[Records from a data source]
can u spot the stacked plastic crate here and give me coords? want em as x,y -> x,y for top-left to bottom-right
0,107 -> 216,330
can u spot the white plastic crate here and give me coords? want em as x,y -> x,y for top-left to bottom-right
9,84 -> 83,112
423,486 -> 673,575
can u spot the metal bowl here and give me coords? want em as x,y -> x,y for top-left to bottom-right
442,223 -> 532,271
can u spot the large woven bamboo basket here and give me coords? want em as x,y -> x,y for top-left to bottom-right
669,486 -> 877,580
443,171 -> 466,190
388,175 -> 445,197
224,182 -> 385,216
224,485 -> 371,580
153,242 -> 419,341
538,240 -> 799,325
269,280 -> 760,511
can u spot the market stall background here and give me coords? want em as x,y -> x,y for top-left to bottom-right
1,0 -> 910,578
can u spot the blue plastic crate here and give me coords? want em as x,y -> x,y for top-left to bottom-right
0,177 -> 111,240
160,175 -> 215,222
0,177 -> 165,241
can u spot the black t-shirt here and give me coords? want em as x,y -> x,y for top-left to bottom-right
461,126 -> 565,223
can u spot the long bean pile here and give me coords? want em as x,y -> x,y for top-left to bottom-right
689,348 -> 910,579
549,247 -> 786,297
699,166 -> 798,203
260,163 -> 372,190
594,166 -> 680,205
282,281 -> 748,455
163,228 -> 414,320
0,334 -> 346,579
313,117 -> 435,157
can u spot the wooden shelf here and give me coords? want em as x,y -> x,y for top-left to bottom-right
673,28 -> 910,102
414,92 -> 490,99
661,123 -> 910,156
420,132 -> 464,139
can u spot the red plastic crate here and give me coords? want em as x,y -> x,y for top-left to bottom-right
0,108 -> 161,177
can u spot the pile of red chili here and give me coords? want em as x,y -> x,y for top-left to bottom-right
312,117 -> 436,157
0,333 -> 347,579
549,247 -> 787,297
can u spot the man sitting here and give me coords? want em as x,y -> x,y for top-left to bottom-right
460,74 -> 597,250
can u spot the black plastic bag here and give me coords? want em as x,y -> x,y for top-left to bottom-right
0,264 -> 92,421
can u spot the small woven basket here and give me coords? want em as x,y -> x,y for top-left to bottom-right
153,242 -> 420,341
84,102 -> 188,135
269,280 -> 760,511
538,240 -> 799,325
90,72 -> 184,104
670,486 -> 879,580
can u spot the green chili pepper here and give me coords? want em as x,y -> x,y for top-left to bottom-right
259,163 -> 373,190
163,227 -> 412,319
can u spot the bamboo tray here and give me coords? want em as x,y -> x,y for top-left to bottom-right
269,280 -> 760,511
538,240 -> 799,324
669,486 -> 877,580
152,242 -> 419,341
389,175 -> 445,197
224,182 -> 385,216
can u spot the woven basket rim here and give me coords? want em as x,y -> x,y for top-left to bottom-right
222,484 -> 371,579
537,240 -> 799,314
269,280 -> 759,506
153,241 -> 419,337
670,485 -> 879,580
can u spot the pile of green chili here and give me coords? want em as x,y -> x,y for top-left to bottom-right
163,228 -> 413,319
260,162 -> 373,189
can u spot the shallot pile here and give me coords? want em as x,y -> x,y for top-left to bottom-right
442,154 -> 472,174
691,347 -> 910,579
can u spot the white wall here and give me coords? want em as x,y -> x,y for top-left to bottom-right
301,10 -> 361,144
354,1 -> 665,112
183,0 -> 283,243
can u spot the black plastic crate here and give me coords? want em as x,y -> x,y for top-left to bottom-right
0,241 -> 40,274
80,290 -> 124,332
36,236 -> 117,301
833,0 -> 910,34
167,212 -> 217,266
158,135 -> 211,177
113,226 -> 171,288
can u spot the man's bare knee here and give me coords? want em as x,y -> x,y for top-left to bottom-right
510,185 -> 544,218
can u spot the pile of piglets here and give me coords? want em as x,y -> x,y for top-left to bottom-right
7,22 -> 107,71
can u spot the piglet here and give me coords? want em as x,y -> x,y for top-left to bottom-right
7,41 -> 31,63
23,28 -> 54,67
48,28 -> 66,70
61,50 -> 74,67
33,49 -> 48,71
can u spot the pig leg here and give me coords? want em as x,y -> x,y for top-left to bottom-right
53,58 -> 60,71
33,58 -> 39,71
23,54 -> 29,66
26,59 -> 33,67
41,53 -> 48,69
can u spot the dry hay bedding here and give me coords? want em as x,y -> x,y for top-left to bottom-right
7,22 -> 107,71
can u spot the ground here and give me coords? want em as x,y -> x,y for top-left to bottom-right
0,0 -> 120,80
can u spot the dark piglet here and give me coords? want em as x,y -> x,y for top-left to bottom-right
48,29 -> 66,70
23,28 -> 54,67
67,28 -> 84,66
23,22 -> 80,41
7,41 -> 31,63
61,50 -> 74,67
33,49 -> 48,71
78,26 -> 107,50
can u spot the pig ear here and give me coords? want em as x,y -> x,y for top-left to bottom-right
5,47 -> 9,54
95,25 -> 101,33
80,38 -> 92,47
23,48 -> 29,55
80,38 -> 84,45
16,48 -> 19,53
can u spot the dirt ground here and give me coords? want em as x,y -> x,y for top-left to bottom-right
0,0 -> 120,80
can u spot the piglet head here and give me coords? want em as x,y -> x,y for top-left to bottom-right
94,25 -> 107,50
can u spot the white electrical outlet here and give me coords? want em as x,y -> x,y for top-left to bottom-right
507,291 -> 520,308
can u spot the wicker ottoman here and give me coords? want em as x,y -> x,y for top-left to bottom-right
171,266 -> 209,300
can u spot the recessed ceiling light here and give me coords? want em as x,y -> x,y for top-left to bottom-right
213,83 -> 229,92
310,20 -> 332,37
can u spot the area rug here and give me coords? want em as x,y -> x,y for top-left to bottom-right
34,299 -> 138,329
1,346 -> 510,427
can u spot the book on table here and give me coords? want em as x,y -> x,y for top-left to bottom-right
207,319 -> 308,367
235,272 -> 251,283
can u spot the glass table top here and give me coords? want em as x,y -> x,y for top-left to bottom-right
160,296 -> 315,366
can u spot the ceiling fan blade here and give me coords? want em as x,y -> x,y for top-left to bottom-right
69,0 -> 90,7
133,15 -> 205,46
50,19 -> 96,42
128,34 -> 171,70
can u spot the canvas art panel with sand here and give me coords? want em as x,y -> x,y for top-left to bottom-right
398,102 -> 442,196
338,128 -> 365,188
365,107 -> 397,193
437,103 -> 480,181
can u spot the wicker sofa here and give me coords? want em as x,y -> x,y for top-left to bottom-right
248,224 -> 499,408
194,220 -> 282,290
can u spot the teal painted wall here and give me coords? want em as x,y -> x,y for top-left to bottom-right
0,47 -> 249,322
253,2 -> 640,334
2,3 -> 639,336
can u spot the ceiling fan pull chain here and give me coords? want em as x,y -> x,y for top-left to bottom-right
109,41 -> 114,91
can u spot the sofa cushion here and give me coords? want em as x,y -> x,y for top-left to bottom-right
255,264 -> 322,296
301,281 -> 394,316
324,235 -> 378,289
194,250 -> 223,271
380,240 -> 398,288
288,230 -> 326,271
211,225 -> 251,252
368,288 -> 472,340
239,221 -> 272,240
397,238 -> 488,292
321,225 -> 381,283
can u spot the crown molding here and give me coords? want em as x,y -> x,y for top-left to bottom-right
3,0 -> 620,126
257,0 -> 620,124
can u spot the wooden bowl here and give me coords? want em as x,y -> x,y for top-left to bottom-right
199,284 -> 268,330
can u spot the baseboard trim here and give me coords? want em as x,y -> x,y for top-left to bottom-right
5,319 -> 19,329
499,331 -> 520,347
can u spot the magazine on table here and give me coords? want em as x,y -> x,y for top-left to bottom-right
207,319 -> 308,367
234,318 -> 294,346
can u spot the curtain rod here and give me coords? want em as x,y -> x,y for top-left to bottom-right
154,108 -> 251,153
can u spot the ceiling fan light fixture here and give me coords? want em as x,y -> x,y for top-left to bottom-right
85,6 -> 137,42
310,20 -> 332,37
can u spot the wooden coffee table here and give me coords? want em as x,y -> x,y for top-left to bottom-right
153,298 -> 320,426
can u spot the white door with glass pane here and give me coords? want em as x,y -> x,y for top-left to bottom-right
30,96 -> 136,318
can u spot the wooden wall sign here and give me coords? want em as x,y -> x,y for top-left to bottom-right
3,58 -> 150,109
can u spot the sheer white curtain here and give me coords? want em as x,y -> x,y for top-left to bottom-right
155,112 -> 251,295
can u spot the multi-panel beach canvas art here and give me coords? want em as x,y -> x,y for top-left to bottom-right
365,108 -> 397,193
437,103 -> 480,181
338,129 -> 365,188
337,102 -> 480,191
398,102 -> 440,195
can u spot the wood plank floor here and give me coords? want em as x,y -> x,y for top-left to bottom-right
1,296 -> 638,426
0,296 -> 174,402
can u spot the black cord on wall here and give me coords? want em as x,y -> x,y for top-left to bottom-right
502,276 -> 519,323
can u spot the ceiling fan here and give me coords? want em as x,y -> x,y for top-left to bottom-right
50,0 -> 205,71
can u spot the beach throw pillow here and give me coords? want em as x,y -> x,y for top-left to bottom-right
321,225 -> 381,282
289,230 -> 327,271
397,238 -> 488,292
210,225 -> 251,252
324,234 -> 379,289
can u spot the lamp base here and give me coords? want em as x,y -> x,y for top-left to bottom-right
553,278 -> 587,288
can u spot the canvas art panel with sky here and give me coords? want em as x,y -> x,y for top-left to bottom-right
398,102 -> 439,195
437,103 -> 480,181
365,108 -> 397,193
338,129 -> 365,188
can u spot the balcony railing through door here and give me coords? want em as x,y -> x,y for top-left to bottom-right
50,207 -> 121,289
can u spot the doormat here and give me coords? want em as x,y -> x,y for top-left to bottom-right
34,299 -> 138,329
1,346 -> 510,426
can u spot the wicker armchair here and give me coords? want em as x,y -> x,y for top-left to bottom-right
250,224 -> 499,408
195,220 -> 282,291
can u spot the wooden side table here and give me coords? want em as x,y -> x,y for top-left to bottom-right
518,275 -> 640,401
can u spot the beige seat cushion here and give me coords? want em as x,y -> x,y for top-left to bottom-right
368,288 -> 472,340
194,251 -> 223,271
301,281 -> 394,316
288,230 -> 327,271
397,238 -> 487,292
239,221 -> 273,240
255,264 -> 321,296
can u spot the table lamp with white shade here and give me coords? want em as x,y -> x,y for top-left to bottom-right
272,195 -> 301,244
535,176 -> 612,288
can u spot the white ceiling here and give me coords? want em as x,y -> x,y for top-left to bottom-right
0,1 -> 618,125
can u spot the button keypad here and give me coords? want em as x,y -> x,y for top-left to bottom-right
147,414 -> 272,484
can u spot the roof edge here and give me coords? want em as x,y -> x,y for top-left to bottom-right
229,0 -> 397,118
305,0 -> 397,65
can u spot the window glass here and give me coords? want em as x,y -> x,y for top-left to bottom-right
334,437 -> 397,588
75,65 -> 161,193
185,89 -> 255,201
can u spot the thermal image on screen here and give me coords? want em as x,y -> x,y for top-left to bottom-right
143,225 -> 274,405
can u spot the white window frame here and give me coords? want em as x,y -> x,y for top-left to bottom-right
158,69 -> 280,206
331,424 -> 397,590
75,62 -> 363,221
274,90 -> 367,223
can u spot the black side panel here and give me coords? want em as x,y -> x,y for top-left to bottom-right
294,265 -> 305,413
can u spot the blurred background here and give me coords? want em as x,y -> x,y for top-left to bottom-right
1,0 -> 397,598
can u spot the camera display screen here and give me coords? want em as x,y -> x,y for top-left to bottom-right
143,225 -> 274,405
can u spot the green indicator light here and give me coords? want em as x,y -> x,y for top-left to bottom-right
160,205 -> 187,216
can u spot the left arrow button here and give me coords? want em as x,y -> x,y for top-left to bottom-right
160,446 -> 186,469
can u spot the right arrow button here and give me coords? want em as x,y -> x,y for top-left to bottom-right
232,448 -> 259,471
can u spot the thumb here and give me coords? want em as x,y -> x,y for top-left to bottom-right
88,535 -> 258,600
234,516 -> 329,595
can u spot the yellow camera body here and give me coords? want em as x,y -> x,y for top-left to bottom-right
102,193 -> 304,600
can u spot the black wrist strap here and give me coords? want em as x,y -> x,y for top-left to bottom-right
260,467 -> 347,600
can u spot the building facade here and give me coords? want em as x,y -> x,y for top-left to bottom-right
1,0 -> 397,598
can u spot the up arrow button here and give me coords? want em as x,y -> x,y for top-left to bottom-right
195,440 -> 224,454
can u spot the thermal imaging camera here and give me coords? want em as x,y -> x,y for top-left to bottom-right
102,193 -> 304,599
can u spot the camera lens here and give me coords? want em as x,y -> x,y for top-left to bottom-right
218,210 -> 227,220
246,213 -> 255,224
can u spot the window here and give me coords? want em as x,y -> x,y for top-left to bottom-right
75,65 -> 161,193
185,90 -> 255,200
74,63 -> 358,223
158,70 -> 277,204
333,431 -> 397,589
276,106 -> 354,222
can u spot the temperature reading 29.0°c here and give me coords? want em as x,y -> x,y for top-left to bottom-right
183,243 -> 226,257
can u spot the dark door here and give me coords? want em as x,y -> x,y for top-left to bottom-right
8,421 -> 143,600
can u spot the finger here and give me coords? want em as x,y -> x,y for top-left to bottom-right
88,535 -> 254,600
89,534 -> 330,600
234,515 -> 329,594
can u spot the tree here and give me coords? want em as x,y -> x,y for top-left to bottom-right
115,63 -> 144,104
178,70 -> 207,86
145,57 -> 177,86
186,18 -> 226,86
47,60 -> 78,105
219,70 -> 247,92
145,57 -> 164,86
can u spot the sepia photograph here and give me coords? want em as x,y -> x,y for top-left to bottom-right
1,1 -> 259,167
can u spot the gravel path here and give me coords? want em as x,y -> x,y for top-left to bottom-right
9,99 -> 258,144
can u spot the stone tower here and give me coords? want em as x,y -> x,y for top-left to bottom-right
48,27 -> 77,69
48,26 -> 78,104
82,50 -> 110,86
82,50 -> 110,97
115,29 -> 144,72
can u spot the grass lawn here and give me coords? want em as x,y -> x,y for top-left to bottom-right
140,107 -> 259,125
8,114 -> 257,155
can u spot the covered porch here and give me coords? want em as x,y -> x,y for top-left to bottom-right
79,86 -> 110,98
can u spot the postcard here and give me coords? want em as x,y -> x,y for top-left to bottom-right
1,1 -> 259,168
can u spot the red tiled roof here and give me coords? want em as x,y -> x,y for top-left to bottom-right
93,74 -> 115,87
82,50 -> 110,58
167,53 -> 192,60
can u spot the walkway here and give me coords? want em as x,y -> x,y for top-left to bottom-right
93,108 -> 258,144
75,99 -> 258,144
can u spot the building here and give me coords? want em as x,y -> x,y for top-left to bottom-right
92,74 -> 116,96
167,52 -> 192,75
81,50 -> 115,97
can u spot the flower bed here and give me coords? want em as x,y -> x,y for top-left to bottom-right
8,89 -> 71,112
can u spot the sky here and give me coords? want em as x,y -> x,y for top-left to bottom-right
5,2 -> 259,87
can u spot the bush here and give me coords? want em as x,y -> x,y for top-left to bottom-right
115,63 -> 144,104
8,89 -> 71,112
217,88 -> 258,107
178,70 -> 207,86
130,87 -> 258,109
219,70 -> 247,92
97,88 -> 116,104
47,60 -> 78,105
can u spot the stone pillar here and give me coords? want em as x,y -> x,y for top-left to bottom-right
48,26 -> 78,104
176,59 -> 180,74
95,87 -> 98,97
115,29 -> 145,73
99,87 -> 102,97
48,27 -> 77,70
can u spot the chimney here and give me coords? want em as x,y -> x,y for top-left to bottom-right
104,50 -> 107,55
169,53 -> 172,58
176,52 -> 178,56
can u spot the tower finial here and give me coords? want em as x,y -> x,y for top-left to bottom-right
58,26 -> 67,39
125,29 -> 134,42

> WHAT YOU NEED TO DO: The result consists of the line with "can u spot the building here" through the last line of the entries above, repeated exactly and with nothing else.

> ANSWER SECTION:
can u spot the building here and give me coords? want em as x,y -> x,y for top-left to bottom-right
92,74 -> 116,96
167,52 -> 192,75
81,50 -> 115,97
can u spot the flower bed here and give me coords? want em as x,y -> x,y for top-left to bottom-right
8,89 -> 71,112
can u spot the sky here and give me coords? want em as x,y -> x,y for top-left to bottom-right
5,2 -> 259,87
can u spot the bush here and give me coords? want em as x,y -> x,y for top-left to bottom-right
115,63 -> 144,104
8,89 -> 71,112
217,88 -> 258,107
178,70 -> 207,86
130,87 -> 258,109
219,70 -> 247,92
97,88 -> 116,104
47,60 -> 78,105
can u spot the stone pillar here and give me coords? want em as x,y -> x,y for top-left to bottom-right
48,26 -> 78,104
176,59 -> 180,74
95,87 -> 98,97
115,29 -> 145,73
99,87 -> 102,97
48,27 -> 77,70
can u spot the chimney here and give me coords? want em as x,y -> x,y for top-left to bottom-right
104,50 -> 107,55
169,53 -> 172,58
176,52 -> 178,56
can u spot the tower finial here and give me coords? want em as x,y -> x,y for top-left to bottom-right
58,26 -> 67,39
125,29 -> 134,42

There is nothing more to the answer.